DIRECTIONS: Count the lines below that contain the word "woman", treating uppercase and lowercase as different, and reply with only the number.

· · · · ·

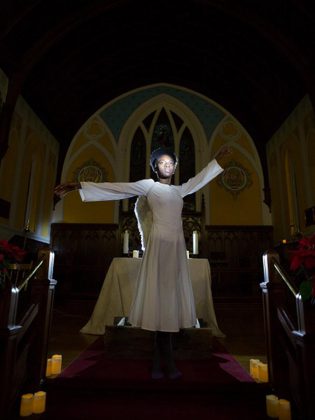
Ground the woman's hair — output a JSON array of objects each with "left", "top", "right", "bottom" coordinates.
[{"left": 150, "top": 147, "right": 178, "bottom": 172}]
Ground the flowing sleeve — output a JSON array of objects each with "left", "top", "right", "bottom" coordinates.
[
  {"left": 79, "top": 179, "right": 154, "bottom": 201},
  {"left": 180, "top": 159, "right": 224, "bottom": 197}
]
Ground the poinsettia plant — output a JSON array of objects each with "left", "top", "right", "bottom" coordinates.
[
  {"left": 0, "top": 239, "right": 26, "bottom": 289},
  {"left": 290, "top": 234, "right": 315, "bottom": 304}
]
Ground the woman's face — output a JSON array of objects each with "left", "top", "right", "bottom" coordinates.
[{"left": 157, "top": 155, "right": 176, "bottom": 178}]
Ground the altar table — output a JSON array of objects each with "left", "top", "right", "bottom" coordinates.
[{"left": 80, "top": 258, "right": 225, "bottom": 337}]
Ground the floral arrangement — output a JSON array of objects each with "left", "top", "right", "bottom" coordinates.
[
  {"left": 290, "top": 234, "right": 315, "bottom": 304},
  {"left": 0, "top": 240, "right": 26, "bottom": 289}
]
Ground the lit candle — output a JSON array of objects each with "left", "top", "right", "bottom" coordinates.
[
  {"left": 193, "top": 230, "right": 199, "bottom": 255},
  {"left": 20, "top": 394, "right": 33, "bottom": 417},
  {"left": 48, "top": 252, "right": 55, "bottom": 279},
  {"left": 123, "top": 230, "right": 129, "bottom": 254},
  {"left": 266, "top": 394, "right": 279, "bottom": 419},
  {"left": 249, "top": 359, "right": 260, "bottom": 379},
  {"left": 258, "top": 362, "right": 268, "bottom": 382},
  {"left": 46, "top": 359, "right": 52, "bottom": 377},
  {"left": 33, "top": 391, "right": 46, "bottom": 414},
  {"left": 278, "top": 398, "right": 291, "bottom": 420},
  {"left": 51, "top": 354, "right": 62, "bottom": 375}
]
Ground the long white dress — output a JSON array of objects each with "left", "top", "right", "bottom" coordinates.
[{"left": 80, "top": 159, "right": 223, "bottom": 332}]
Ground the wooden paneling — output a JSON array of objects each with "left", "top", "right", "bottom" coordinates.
[
  {"left": 261, "top": 251, "right": 315, "bottom": 420},
  {"left": 0, "top": 254, "right": 56, "bottom": 420},
  {"left": 51, "top": 223, "right": 122, "bottom": 299},
  {"left": 51, "top": 223, "right": 272, "bottom": 298},
  {"left": 200, "top": 225, "right": 273, "bottom": 297}
]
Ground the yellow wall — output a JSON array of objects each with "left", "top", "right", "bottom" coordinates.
[
  {"left": 0, "top": 98, "right": 58, "bottom": 242},
  {"left": 63, "top": 144, "right": 115, "bottom": 223},
  {"left": 267, "top": 97, "right": 315, "bottom": 241}
]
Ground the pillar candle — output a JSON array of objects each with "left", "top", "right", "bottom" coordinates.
[
  {"left": 51, "top": 354, "right": 62, "bottom": 375},
  {"left": 46, "top": 359, "right": 52, "bottom": 377},
  {"left": 278, "top": 398, "right": 291, "bottom": 420},
  {"left": 258, "top": 362, "right": 268, "bottom": 382},
  {"left": 193, "top": 230, "right": 199, "bottom": 255},
  {"left": 33, "top": 391, "right": 46, "bottom": 414},
  {"left": 20, "top": 394, "right": 33, "bottom": 417},
  {"left": 123, "top": 230, "right": 129, "bottom": 254},
  {"left": 266, "top": 394, "right": 279, "bottom": 419},
  {"left": 249, "top": 359, "right": 260, "bottom": 379}
]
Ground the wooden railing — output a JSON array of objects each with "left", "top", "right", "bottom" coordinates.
[
  {"left": 0, "top": 250, "right": 56, "bottom": 419},
  {"left": 261, "top": 251, "right": 315, "bottom": 420}
]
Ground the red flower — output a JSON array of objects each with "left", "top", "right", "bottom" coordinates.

· · · · ·

ANSWER IN FULL: 2